*Instructions for the task*
In the passage about Carly Pearce's song, start at the words "In the opening" and end after "of her world.". Reproduce that stretch word for word.

*Selected extract*
In the opening stanza, they included her four-bedroom home with unused rooms, and the out-of-town concert booking that deprived her of attending her best friend’s wedding. Verse two referenced the gold records and celebratory plaques that all remind her of the heartaches that inspired her songs. And the final verse documented her mother’s illness (she suffers from COPD) and the inner turmoil Pearce feels at not being present when she could be useful. Every line is an accurate description of her world.

“Carly’s very strong, and she’s a hard nut to crack,” Hungate says. “To get Carly to be vulnerable, she has to feel really safe. And honestly, if you listen to the song, you can kind of see us progressively getting her more and more vulnerable with each verse.”

They were also careful, though, to include a short acknowledgement in a pre-chorus of the privilege it is to have a job so many people envy. “It’s a tricky thing to talk about,” Pearce notes, “because I never wanted people to feel like I’m not grateful.”

*Information provided*
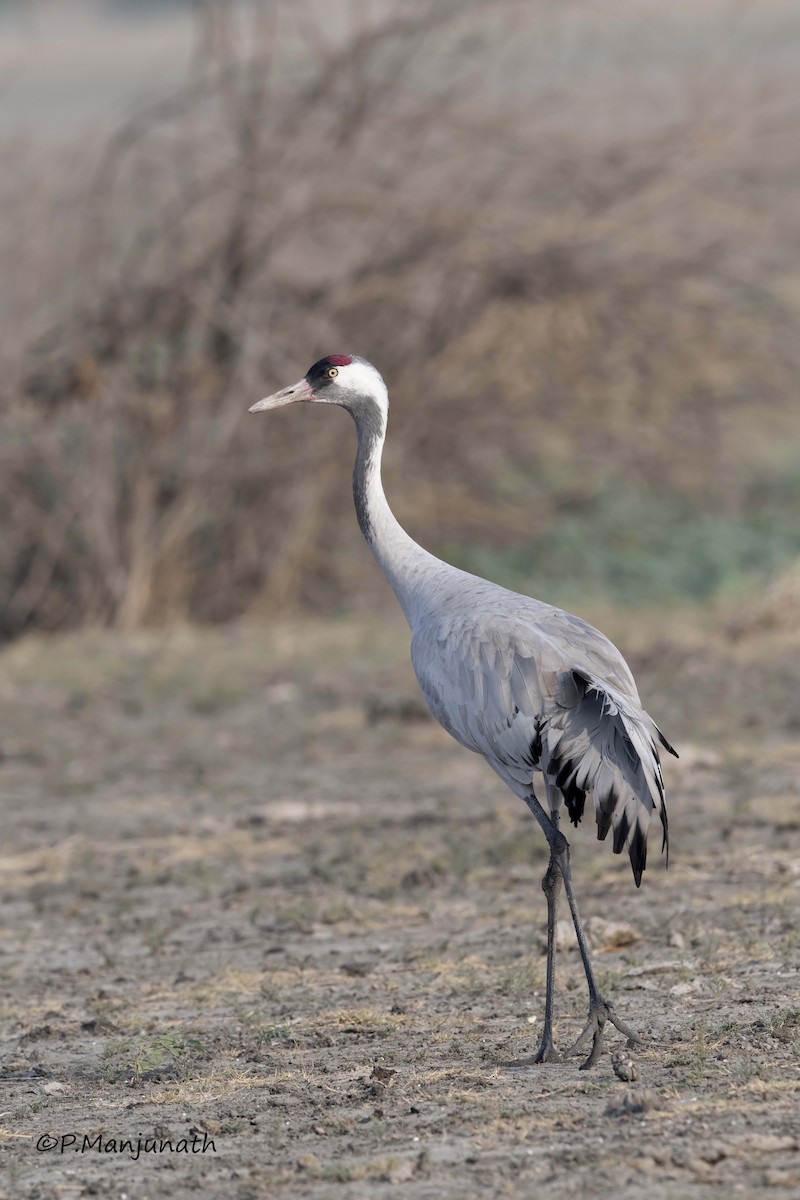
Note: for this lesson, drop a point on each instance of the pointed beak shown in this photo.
(300, 390)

*Answer to this problem*
In the opening stanza, they included her four-bedroom home with unused rooms, and the out-of-town concert booking that deprived her of attending her best friend’s wedding. Verse two referenced the gold records and celebratory plaques that all remind her of the heartaches that inspired her songs. And the final verse documented her mother’s illness (she suffers from COPD) and the inner turmoil Pearce feels at not being present when she could be useful. Every line is an accurate description of her world.